======== Bloc de texte ========

Cathédrale Saint Paul du Plateau Abidjan

Dimanche 14 janvier 2018 

‘‘L’immigré qui réside avec vous sera parmi vous comme un compatriote, et tu l’aimeras comme toi-même, car vous avez été immigrés au pays d’Egypte. Je suis le Seigneur votre Dieu.’’ Lv19, 34

Excellence,
Révérends Pères,
Honorables invités,
Frères et sœurs en Christ,

Les mots que vous venez d’entendre sont ceux que notre Saint Père le Pape François a choisis pour débuter son adresse à l’occasion de la 104ème journée mondiale du migrant et du réfugié, pour cette année 2018. L’invitation qui nous est faite, c’est celle de les accueillir, de les protéger, d’œuvrer à faire en sorte que ‘‘tous les migrants et les réfugiés ainsi que les communautés qui les accueillent soient mis en condition de se réaliser en tant que personne dans toutes les dimensions qui composent l’humanité voulue par le Créateur.’’ Mais cela ne saurait suffire de l’avis du souverain Pontife, s’il n’existe pas une autre dimension, celle de leur intégration!

 

Ce message du Pape à l’occasion de la journée mondiale du migrant et du réfugié, se résume pour ainsi dire en quatre verbes, comme le souligne le Pape François lui-même : ‘‘accueillir, protéger, promouvoir et intégrer les migrants et les réfugiés.’’ Pour ceux qui ont été attentifs au message qu’il nous adressait déjà à l’occasion de la journée mondiale de la paix, le 1er janvier 2018, on ne peut rester indifférents face à la grande similitude qui existe entre ces deux messages, au début d’année civile 2018 !

Mais cette similitude, n’est-ce pas le clin d’œil que le Christ qui s’est lui-même identifié à l’étranger (Cf. Mt25, 35) fait à notre humanité invitée à s’arrêter pour réfléchir, au-delà de la question des migrants et des réfugiés, sur le problème toujours actuel du rapport à l’autre, surtout quand celui-ci est dans la situation où l’éloignement de sa terre natale le fragilise?

En décidant de venir présider moi-même cette célébration eucharistique marquant la quatrième édition du genre dans notre pays, je veux ainsi endosser la vocation de notre Eglise catholique qui veut rappeler de par le monde, ses convictions et ses engagements pour que soient respectés et reconnus, dans leurs droits et dignité, les migrants, les réfugiés, les demandeurs d’asile et tous les hommes et femmes de la migration. Je crois fermement que l’homme, tout homme est la route qui mène à Dieu. Bien plus et, comme l’affirme le Pape François dans son message : ‘‘tout immigré qui frappe à notre porte est une occasion de rencontre avec Jésus Christ, qui s’identifie à l’étranger de toute époque accueilli ou rejeté (cf. Mt 25, 35.43).

======== Données fournies ========

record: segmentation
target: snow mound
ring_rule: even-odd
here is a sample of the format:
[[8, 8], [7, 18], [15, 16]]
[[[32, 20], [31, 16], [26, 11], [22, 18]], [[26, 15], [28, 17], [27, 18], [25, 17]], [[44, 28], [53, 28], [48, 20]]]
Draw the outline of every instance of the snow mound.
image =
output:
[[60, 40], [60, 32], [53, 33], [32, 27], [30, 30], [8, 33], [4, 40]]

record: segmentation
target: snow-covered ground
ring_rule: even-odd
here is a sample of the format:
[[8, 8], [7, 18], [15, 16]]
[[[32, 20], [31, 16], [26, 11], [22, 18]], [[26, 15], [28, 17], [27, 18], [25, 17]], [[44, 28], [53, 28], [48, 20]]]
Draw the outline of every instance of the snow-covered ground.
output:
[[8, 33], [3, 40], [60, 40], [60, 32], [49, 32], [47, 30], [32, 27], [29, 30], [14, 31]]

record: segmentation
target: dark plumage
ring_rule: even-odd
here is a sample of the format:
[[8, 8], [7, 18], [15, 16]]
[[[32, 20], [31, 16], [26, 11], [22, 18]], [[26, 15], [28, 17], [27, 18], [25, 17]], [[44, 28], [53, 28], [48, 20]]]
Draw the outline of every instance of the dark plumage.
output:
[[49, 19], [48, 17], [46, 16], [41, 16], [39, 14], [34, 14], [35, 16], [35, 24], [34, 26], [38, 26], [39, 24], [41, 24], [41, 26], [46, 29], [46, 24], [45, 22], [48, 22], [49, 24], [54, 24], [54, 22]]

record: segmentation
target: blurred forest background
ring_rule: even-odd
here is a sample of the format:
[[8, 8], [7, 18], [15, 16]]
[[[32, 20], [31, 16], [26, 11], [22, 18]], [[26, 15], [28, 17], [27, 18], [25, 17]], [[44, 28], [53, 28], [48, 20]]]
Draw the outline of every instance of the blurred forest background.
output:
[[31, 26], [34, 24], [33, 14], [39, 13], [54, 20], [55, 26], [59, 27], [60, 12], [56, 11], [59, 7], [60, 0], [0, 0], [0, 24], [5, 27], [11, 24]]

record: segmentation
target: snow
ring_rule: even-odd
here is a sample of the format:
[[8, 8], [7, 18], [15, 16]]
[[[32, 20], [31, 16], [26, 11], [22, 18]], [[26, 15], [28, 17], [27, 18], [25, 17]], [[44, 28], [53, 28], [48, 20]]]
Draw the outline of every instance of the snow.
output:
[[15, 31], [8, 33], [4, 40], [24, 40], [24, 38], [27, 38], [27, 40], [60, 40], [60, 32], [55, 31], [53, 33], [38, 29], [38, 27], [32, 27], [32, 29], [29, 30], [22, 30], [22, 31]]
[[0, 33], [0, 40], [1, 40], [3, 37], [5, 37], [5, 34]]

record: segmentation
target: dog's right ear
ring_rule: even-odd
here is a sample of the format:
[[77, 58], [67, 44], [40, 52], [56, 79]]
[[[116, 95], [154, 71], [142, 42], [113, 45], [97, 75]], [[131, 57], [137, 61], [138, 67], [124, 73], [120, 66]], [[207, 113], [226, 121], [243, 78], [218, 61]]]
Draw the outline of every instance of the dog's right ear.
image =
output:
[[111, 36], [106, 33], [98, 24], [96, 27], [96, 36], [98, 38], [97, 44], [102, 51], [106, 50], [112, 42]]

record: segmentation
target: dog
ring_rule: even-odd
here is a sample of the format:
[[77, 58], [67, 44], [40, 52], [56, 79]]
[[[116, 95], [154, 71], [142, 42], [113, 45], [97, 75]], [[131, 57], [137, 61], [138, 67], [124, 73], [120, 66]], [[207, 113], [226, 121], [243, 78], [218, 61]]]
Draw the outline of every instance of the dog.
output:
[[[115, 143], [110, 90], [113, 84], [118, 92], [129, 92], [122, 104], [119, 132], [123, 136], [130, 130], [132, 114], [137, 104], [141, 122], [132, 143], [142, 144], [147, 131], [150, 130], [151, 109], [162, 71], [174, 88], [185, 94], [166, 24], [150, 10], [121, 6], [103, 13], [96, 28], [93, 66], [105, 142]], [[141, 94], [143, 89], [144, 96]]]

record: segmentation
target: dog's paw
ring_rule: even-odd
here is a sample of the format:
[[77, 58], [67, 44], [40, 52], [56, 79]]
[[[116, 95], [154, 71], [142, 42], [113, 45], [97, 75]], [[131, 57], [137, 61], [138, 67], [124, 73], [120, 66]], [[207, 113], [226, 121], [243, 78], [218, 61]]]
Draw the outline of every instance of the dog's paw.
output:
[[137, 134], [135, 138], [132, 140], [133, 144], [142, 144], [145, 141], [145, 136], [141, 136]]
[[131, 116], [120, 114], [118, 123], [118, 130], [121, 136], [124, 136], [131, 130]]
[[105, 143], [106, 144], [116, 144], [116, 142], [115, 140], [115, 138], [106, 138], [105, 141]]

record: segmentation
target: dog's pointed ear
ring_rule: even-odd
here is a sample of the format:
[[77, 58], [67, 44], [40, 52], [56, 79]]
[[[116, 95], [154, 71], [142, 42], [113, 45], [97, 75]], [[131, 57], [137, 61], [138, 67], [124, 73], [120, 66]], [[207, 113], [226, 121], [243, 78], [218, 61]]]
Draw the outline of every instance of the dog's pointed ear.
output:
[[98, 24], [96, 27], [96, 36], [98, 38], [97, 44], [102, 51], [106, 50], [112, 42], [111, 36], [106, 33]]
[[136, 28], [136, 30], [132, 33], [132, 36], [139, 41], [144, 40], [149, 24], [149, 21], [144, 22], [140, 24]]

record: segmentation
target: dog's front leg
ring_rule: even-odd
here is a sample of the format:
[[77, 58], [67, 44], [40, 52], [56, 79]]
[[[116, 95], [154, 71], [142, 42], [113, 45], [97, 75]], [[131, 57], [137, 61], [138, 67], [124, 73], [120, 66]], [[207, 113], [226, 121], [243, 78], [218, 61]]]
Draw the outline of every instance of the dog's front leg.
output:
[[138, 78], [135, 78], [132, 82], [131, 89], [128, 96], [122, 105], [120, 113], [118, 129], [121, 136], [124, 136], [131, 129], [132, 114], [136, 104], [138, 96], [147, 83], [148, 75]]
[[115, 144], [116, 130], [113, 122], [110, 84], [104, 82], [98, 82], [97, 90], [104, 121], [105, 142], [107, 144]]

========

■ Vos tâches:
**A)** D'après le texte sur la journée mondiale du migrant et du réfugié, quelle édition la célébration eucharistique marque-t-elle dans le pays ?
**B)** Énumérez les verbes par lesquels, selon le texte sur la journée mondiale du migrant et du réfugié, le Pape François résume son message.
**C)** Rédigez la suite du texte sur la journée mondiale du migrant et du réfugié, à partir de sa dernière phrase.

■ Réponses par tâche:
**A)** Elle marque la quatrième édition.

**B)** accueillir, protéger, promouvoir, intégrer

**C)**
Frères et sœurs,

Le Christ notre Seigneur Jésus ne dit pas autre chose dans l’évangile que nous venons d’entendre, où il s’identifie clairement à l’autre, et en particulier aux petits : “…Amen, je vous le dis, chaque fois que vous l’avez fait à l’un de ces petits qui sont mes frères, c’est à moi que vous l’avez fait… Chaque fois que vous ne l’avez pas fait à l’un de ces petits, à moi non plus vous ne l’avez pas fait.”

Par ailleurs, vous aurez remarqué avec moi que les situations difficiles décrites par le Christ dans l’évangile sont pour la plupart, le lot quotidien des migrants et des réfugiés : ‘‘avoir faim, avoir soif, être nu, être malade ou en prison,” bref, être un étranger. Peut-on raisonnablement passer sous silence le fait de manquer de secours en pareille circonstance !

Une bonne analyse de cet extrait de l’évangile nous révèle que les situations difficiles qui sont décrites ici, sont autant d’appels à faire œuvre de miséricorde dans un monde marqué aujourd’hui particulièrement par l’individualisme, l’égoïsme, le repli de chacun sur ses intérêts ; un monde où nos sociétés se referment sur elles-mêmes, rêvent de se protéger et de se barricader ; un monde dont la devise semble être ‘‘chacun pour soi et Dieu pour tous.’’

Cette situation devrait nous interpeller tous. Comme dit le Pape François : ‘‘il s’agit sans doute d’un ‘‘signe des temps’’ que j’ai essayé de lire…’’ et qui nécessite ‘‘la sollicitude de l’Église envers les migrants, les personnes déplacées, les réfugiés et les victimes de la traite.’’ En d’autres mots, il s’agit pour les hommes d’aujourd’hui que nous sommes, de découvrir la présence de Jésus dans le prochain qui souffre, et d’opposer à cette découverte, la tendance bien moderne qui consiste à manquer de disponibilité et de générosité devant la souffrance d’autrui, quel qu’il soit et d’où qu’il vienne!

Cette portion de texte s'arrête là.